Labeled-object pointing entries
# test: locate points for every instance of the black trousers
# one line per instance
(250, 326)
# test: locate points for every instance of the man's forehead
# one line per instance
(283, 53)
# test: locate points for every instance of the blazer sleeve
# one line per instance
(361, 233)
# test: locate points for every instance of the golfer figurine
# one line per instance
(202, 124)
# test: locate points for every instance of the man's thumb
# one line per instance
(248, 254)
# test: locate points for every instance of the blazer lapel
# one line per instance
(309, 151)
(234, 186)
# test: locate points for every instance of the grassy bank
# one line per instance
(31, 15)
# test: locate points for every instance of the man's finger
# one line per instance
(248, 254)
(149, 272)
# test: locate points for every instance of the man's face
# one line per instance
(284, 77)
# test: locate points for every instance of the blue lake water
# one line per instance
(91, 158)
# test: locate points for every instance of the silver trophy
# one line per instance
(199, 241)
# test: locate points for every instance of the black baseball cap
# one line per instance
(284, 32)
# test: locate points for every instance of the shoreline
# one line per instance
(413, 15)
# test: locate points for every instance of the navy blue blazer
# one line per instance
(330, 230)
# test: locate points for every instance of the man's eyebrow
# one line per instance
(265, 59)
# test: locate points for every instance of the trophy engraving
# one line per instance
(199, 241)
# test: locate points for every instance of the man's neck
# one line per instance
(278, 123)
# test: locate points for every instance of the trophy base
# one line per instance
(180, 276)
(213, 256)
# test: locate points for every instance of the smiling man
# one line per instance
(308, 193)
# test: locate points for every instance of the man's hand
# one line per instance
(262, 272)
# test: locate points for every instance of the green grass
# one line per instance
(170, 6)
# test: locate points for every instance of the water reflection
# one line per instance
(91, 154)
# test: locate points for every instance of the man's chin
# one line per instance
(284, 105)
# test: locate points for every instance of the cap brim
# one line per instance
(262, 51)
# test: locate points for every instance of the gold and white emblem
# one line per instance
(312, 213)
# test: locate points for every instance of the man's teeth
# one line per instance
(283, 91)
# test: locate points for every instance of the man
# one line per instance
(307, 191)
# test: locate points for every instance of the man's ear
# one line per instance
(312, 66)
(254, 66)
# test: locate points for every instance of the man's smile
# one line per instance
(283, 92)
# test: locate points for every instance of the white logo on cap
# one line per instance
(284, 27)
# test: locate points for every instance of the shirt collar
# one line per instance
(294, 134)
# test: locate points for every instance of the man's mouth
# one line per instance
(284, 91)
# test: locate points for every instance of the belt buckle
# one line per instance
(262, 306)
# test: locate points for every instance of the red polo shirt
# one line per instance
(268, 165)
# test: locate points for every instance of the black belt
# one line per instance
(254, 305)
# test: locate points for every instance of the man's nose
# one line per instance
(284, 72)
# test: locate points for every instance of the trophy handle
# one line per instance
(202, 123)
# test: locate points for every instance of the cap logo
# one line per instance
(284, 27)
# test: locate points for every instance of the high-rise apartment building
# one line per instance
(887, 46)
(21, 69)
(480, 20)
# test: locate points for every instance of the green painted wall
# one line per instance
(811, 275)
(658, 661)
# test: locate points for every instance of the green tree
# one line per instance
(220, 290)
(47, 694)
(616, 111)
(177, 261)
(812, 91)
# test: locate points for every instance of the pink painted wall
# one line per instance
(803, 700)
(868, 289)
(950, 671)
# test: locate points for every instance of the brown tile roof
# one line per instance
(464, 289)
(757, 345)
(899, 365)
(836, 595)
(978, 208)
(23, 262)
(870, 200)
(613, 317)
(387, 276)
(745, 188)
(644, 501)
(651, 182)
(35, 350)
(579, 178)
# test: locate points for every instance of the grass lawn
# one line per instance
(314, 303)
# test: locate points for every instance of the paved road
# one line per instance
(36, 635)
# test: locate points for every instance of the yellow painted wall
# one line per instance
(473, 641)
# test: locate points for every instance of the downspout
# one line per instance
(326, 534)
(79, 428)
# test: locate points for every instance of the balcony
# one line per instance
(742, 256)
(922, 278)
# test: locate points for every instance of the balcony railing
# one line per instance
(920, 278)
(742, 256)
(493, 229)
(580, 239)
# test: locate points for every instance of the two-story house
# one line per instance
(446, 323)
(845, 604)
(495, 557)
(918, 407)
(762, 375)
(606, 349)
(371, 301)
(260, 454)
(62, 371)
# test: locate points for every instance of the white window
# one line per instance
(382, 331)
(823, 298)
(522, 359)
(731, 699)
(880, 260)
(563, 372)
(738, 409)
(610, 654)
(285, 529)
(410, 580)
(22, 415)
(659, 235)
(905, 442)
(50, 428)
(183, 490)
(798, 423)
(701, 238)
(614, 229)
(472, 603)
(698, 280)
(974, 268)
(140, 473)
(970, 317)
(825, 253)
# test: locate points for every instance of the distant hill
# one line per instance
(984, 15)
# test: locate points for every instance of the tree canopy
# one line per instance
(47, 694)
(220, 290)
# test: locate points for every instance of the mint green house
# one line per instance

# DIRECTIONS FOR THIS TASK
Repeat all of the entries exactly.

# THE SOLUTION
# test: locate points for every instance of the black trousers
# one line per instance
(250, 326)
# test: locate points for every instance of the man's forehead
# one line per instance
(283, 53)
# test: locate points for every instance of the blazer sleeve
# one line per instance
(361, 233)
# test: locate points for every instance of the golfer figurine
# one line per instance
(202, 124)
# test: locate points for every instance of the man's thumb
# one line per instance
(248, 254)
# test: locate points for every instance of the blazer lapel
# one line per instance
(309, 151)
(234, 186)
# test: locate points for every instance of the grassy bank
# one line per instance
(31, 15)
# test: locate points for every instance of the man's finger
# one line per instance
(248, 254)
(149, 272)
# test: locate points for every instance of the man's face
# one line per instance
(284, 77)
# test: locate points for every instance of the blue lake water
# one line per instance
(91, 158)
# test: locate points for every instance of the silver trophy
# one line per instance
(199, 241)
# test: locate points for every instance of the black baseball cap
# one line per instance
(284, 32)
# test: locate points for every instance of the shoreline
# one line per instance
(413, 15)
# test: locate points for every instance of the navy blue blazer
# one line per instance
(330, 230)
# test: locate points for every instance of the man's eyebrow
# one line per instance
(265, 59)
# test: locate points for every instance of the trophy engraving
# one line per instance
(199, 241)
# test: locate points for every instance of the man's neck
# one line per instance
(278, 123)
# test: locate points for every instance of the trophy base
# one line per instance
(180, 276)
(213, 256)
# test: locate points for every instance of the smiling man
# one line per instance
(308, 193)
# test: locate points for every instance of the man's hand
# one line per instance
(262, 272)
# test: locate points for every instance of the green grass
# one line per instance
(170, 6)
# test: locate points for every instance of the water reflection
# one line per instance
(91, 154)
# test: locate points for every instance of the man's chin
# one line per instance
(284, 105)
# test: locate points for every instance of the cap brim
# one line per instance
(262, 51)
# test: locate points for every instance of the gold and white emblem
# one line per instance
(312, 213)
# test: locate points for every instance of the man's teeth
# one line per instance
(283, 91)
# test: locate points for every instance of the man
# one line per instance
(307, 191)
# test: locate points for every instance of the man's ear
# one line per instance
(312, 66)
(254, 66)
# test: locate points for every instance of the man's smile
# one line per instance
(283, 92)
# test: locate points for every instance of the white logo on cap
# one line per instance
(284, 27)
# test: locate points for every instance of the shirt collar
# one line per instance
(294, 134)
# test: locate points for every instance of the man's mouth
# one line per instance
(284, 91)
# test: locate points for every instance of the belt buckle
# one line per instance
(262, 306)
# test: locate points for every instance of the red polo shirt
# one line per instance
(268, 165)
# test: locate points for every instance of the black belt
# one line per instance
(254, 305)
# test: locate points for every instance of the man's nose
# one line per instance
(284, 72)
# test: locate points for every instance of the trophy handle
# one line per instance
(202, 123)
# test: locate points for every instance of the cap logo
# one line per instance
(284, 27)
# test: locate points for every instance of the high-rise apartment building
# one line per instance
(887, 46)
(21, 69)
(480, 20)
# test: locate points for every instance of the green painted wall
# one line per instance
(811, 275)
(658, 661)
# test: locate points for every instance of the green tree
# one line per instance
(220, 290)
(47, 694)
(616, 111)
(177, 261)
(812, 91)
# test: locate points for every instance of the pink painted wall
# one line per instance
(803, 700)
(868, 289)
(950, 671)
# test: locate points for every instance of the brown tile roof
# one line per instance
(464, 289)
(757, 345)
(899, 365)
(836, 595)
(978, 208)
(23, 262)
(870, 200)
(613, 317)
(387, 276)
(745, 188)
(644, 501)
(651, 182)
(35, 350)
(579, 178)
# test: locate points for every instance of the grass lawn
# one line per instance
(314, 303)
# test: locate points for every instance of the paved road
# one line per instance
(36, 635)
# test: locate points for every instance of the yellow painted wall
# one line per instance
(473, 641)
# test: locate points for every instance of the downspout
# one line per instance
(326, 534)
(79, 428)
# test: locate points for every instance of the balcony
# one line per instance
(742, 256)
(922, 278)
# test: locate points for every instance of the balcony railing
# one line per instance
(920, 278)
(742, 256)
(493, 229)
(580, 239)
# test: locate points for every instance of the two-story house
# one line per instance
(446, 323)
(845, 604)
(495, 557)
(918, 407)
(762, 375)
(606, 349)
(371, 301)
(260, 454)
(62, 371)
# test: locate points for every instance of the white window
# one line per instance
(382, 331)
(823, 298)
(522, 359)
(731, 699)
(880, 260)
(563, 372)
(738, 409)
(610, 654)
(285, 529)
(410, 580)
(22, 415)
(659, 235)
(905, 442)
(50, 428)
(183, 490)
(798, 423)
(701, 238)
(614, 229)
(472, 603)
(698, 280)
(974, 268)
(140, 473)
(970, 317)
(825, 253)
# test: locate points for every instance of the distant hill
# one line per instance
(984, 15)
# test: locate points for every instance of the tree canopy
# one line per instance
(47, 694)
(220, 290)
# test: locate points for every instance of the mint green house
# one line per instance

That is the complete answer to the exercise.